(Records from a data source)

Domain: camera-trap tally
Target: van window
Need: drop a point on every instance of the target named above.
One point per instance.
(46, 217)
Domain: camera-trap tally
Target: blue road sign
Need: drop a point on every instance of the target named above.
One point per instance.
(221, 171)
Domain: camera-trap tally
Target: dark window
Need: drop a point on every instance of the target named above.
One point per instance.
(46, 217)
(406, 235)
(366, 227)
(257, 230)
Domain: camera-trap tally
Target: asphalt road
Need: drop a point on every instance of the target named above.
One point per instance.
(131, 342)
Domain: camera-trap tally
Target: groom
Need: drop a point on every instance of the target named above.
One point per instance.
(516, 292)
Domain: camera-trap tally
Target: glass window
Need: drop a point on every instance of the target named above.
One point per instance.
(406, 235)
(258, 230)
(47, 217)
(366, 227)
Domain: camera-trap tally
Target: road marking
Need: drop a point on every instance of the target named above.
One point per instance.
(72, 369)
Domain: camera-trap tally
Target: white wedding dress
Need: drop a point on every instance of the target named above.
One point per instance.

== Short problem ==
Write the complete data out, exactly as above.

== Reply ==
Domain: camera-trap tally
Target: van window
Need: drop a point on every instance of the target named above.
One point per instance.
(46, 217)
Domain: camera-trap tally
Target: blue road sign
Need: drop a point on every instance of the target named above.
One point per instance.
(221, 171)
Domain: camera-trap tally
Target: dark window
Need: drop a point on every instance of the target named above.
One point per instance.
(46, 217)
(406, 235)
(366, 227)
(257, 230)
Domain: camera-trap tally
Target: asphalt road
Need: drop a point on every instance of the target named above.
One point per instance.
(131, 342)
Domain: camera-trap tally
Target: groom
Need: drop a point on every instance of the target named above.
One point per instance.
(516, 292)
Domain: camera-trap tally
Target: glass window
Need: drop a point on every instance of the target named above.
One point per instance.
(406, 235)
(258, 230)
(47, 217)
(366, 227)
Domain: camera-trap tally
Target: road marking
Need: drop a point on every instance of the target named above.
One point per instance.
(72, 369)
Domain: camera-trap tally
Target: white wedding dress
Need: drop a point on every instance of the target named above.
One point per instance.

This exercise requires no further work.